Top of INPUT RECORDS
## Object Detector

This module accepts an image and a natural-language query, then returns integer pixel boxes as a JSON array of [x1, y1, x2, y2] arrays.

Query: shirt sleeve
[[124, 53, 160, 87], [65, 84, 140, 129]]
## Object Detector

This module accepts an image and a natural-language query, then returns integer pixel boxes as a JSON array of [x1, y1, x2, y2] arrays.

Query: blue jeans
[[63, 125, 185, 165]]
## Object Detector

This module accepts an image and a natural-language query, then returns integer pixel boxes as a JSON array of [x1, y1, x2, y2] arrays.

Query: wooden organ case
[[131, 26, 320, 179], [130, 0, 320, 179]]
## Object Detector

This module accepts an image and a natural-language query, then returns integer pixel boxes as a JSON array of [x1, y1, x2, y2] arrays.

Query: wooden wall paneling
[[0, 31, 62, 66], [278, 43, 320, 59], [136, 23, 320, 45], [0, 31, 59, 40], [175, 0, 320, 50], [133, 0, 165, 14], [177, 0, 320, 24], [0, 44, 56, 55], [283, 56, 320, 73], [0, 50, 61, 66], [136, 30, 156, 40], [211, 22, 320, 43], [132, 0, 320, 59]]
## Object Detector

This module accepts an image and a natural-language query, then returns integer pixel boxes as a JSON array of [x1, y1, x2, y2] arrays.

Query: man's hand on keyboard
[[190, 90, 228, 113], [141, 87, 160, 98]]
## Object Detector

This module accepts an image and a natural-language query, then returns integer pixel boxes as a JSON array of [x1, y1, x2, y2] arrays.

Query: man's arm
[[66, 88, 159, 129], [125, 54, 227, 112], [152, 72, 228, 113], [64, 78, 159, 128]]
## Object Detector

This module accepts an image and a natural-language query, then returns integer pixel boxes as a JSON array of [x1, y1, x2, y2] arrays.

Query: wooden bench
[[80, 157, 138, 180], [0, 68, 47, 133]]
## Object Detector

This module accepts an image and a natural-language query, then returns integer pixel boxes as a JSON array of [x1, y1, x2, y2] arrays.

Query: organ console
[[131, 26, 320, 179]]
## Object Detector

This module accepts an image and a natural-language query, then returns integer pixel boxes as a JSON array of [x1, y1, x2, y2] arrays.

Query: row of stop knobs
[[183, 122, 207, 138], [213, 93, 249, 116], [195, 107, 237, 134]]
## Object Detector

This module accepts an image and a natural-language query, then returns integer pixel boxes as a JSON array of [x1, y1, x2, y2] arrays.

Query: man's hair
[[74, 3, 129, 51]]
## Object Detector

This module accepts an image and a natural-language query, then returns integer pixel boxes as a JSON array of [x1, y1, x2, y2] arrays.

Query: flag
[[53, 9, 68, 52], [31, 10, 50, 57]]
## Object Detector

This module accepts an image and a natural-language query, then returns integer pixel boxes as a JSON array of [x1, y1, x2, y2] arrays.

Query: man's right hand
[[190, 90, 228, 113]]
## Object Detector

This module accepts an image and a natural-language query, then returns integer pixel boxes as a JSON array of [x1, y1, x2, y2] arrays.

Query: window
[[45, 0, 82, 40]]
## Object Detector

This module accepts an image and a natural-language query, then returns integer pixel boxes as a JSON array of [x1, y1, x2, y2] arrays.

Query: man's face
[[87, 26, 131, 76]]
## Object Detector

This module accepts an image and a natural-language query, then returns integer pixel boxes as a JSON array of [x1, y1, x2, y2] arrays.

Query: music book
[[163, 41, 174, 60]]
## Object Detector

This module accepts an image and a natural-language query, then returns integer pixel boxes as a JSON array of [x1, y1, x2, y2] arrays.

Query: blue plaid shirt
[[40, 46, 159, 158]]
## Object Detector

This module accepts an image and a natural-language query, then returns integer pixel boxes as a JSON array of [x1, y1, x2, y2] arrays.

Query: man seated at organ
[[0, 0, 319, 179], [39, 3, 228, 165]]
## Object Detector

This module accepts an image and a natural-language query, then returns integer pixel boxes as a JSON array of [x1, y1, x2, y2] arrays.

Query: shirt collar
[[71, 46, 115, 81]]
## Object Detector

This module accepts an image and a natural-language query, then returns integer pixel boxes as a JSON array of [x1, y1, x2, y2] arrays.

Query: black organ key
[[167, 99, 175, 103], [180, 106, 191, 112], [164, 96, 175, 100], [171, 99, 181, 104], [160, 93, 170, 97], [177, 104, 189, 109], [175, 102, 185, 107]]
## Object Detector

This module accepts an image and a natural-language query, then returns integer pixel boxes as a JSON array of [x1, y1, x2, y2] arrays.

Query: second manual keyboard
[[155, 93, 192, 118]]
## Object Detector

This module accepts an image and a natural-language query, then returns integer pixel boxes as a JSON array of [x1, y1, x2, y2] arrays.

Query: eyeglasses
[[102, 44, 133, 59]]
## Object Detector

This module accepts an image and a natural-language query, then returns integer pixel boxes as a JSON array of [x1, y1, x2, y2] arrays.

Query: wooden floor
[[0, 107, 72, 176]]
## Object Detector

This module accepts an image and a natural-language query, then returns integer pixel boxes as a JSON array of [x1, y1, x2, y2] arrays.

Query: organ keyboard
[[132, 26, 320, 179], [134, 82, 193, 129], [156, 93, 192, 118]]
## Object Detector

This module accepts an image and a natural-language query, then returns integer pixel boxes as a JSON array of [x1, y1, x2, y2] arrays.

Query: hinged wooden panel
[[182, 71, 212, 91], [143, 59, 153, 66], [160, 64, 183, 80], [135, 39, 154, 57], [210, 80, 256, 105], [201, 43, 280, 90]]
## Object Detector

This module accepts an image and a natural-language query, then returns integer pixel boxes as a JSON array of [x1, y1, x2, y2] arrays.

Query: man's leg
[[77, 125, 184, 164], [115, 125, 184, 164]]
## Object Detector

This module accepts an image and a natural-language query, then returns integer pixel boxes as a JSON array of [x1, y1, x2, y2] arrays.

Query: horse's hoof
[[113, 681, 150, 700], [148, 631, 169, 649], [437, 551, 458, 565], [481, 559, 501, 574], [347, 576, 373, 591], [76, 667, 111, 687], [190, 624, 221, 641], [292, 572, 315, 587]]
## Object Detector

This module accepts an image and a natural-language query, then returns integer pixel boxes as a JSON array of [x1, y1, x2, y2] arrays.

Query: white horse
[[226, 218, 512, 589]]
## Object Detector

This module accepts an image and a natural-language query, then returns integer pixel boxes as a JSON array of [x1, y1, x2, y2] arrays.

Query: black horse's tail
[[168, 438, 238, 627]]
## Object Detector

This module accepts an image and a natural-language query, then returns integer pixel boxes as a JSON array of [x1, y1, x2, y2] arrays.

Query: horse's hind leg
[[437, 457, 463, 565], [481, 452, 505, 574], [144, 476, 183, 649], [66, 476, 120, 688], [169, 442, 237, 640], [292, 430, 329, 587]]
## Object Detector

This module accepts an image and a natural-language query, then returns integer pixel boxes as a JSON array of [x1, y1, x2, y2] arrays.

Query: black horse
Bottom of INPUT RECORDS
TASK REQUIREMENTS: Write every entry out again, exactly as it stands.

OUTPUT OF THE TASK:
## Object Detector

This module accepts an image and a natural-language query, then returns integer pixel boxes as a JSON array of [x1, y1, x2, y2] arrays.

Query: shirt sleeve
[[124, 53, 160, 87], [65, 84, 140, 129]]
## Object Detector

This module accepts an image and a natural-language query, then returns integer pixel boxes as a JSON array of [x1, y1, x2, y2] arrays.

Query: blue jeans
[[63, 125, 185, 165]]
## Object Detector

This module accepts an image and a natural-language query, then returns integer pixel boxes as a JSON array of [x1, y1, x2, y2] arrays.

Query: wooden organ case
[[131, 26, 320, 179], [130, 0, 320, 179]]
## Object Detector

This module accepts an image and a natural-language query, then returns integer pixel boxes as a JSON array of [x1, y1, x2, y2] arrays.

Query: wooden wall paneling
[[0, 31, 62, 66], [278, 43, 320, 59], [136, 23, 320, 45], [0, 31, 59, 40], [175, 0, 320, 50], [133, 0, 165, 14], [177, 0, 320, 24], [0, 44, 56, 55], [283, 56, 320, 73], [0, 50, 61, 66], [136, 30, 156, 40], [211, 22, 320, 43], [132, 0, 320, 59]]
## Object Detector

This module accepts an image and a natural-language query, then returns integer pixel boxes as a JSON array of [x1, y1, x2, y2] arrays.

Query: man's hand on keyboard
[[190, 90, 228, 113], [141, 87, 160, 98]]
## Object Detector

This module accepts an image and a natural-language query, then returns integer pixel boxes as a JSON array of [x1, y1, x2, y2] arrays.

Query: man's arm
[[66, 88, 159, 129], [125, 54, 227, 112], [152, 72, 228, 113], [64, 78, 159, 128]]
## Object Detector

This module accepts an image and a natural-language query, then returns integer pixel boxes as a JSON array of [x1, y1, x2, y2] arrays.

Query: wooden bench
[[80, 157, 138, 180], [0, 68, 47, 133]]
## Object Detector

This module accepts an image and a natural-language query, then returns integer pixel boxes as a JSON array of [x1, y1, x2, y2] arrays.

Query: organ console
[[131, 26, 320, 179]]
## Object Detector

This module accepts an image and a natural-language query, then returns integer pixel boxes as a JSON array of [x1, y1, x2, y2] arrays.

Query: row of stop knobs
[[183, 122, 207, 138], [213, 93, 249, 116], [195, 107, 237, 134]]
## Object Detector

This module accepts an image and a natural-language query, then returns integer pixel boxes as a JSON array of [x1, y1, x2, y2] arrays.

Query: man's hair
[[74, 3, 129, 51]]
## Object Detector

This module accepts an image and a natural-language query, then returns integer pixel boxes as a JSON array of [x1, y1, x2, y2] arrays.

Query: flag
[[53, 9, 68, 52], [31, 10, 50, 57]]
## Object Detector

This module accepts an image and a natural-language query, then returns integer pixel boxes as a JSON array of [x1, y1, x2, y2] arrays.

Query: man's right hand
[[190, 90, 228, 113]]
## Object Detector

This module accepts an image and a natural-language query, then returns integer pixel boxes as a JSON array of [x1, y1, x2, y2] arrays.

Query: window
[[45, 0, 82, 40]]
## Object Detector

This module accepts an image and a natural-language query, then returns integer pixel boxes as a JSON array of [x1, y1, x2, y2] arrays.

Query: man's face
[[87, 26, 131, 76]]
## Object Detector

This module accepts an image and a natural-language query, then returns integer pixel boxes as a JSON array of [x1, y1, x2, y2] arrays.

Query: music book
[[163, 41, 174, 60]]
## Object Detector

This module accepts an image and a natural-language query, then returns integer pixel boxes as a JSON array of [x1, y1, x2, y2] arrays.

Query: blue plaid shirt
[[40, 46, 159, 158]]
## Object Detector

This module accepts an image and a natural-language query, then returns integer pixel boxes as a JSON array of [x1, y1, x2, y2] arrays.

Query: man seated at organ
[[0, 0, 319, 179], [39, 3, 228, 165]]
## Object Detector

This module accepts an image and a natural-language query, then returns integer pixel boxes as a JSON array of [x1, y1, x2, y2] arrays.

Query: shirt collar
[[71, 46, 115, 81]]
## Object Detector

This module accepts an image and a natural-language query, then returns integer pixel boxes as a JSON array of [x1, y1, x2, y2] arrays.

Query: black organ key
[[167, 99, 175, 103], [180, 106, 191, 112], [164, 96, 175, 100], [171, 99, 181, 104], [160, 93, 170, 97], [177, 104, 189, 109], [175, 102, 185, 107]]
## Object Detector

This module accepts an image and a natural-language query, then returns integer pixel boxes as a JSON array of [x1, y1, x2, y2] arrays.

Query: second manual keyboard
[[155, 93, 192, 118]]
## Object Detector

This module accepts an image and a natural-language query, then returns integer pixel boxes as a JSON array of [x1, y1, x2, y2] arrays.

Query: eyeglasses
[[102, 44, 133, 59]]
## Object Detector

This module accepts an image and a natural-language query, then returns integer pixel boxes as a JSON array of [x1, y1, x2, y2] arrays.

Query: wooden floor
[[0, 107, 72, 176]]
## Object Detector

This module accepts an image and a natural-language query, then returns integer pixel boxes as a JSON array of [x1, y1, x2, y2] arrays.

Query: organ keyboard
[[132, 26, 320, 179], [134, 82, 193, 129], [156, 93, 192, 118]]
## Object Detector

This module accepts an image and a natural-language query, then returns integer pixel boxes as a JSON array of [x1, y1, x2, y2] arrays.

Query: hinged wooden panel
[[182, 71, 212, 91], [143, 59, 153, 66], [160, 64, 183, 80], [135, 39, 154, 57], [210, 80, 256, 105], [201, 43, 280, 90]]
## Object Detector

This module accepts an image and a natural-language query, then returns integer pixel boxes as a JSON array of [x1, y1, x2, y2] arrays.

Query: man's leg
[[77, 125, 184, 164], [115, 125, 184, 164]]
## Object Detector

This module accepts an image and a natural-language query, then returns integer pixel boxes as a JSON array of [x1, y1, x2, y2] arrays.

Query: horse's hoof
[[113, 681, 150, 700], [148, 631, 169, 649], [437, 551, 458, 565], [481, 559, 501, 574], [347, 576, 373, 591], [76, 667, 111, 687], [190, 624, 221, 641], [292, 572, 315, 587]]
## Object Detector

This module accepts an image and a natural-language query, then returns integer pixel boxes as a JSON array of [x1, y1, x2, y2] arrays.

Query: white horse
[[226, 218, 512, 589]]
## Object Detector

This module accepts an image and a natural-language query, then returns integer pixel boxes as a JSON array of [x1, y1, x2, y2] arrays.

Query: black horse's tail
[[168, 438, 238, 627]]
## Object Detector

This module accepts an image and a natural-language query, then returns integer pixel boxes as a JSON array of [x1, y1, x2, y2] arrays.

Query: horse's hind leg
[[437, 457, 463, 565], [481, 452, 505, 574], [144, 476, 183, 649], [66, 476, 120, 688], [169, 442, 237, 640], [292, 430, 329, 587]]
## Object Detector

This module accepts an image and a natural-language query, then returns integer pixel boxes as a JSON array of [x1, y1, x2, y2] arrays.

Query: black horse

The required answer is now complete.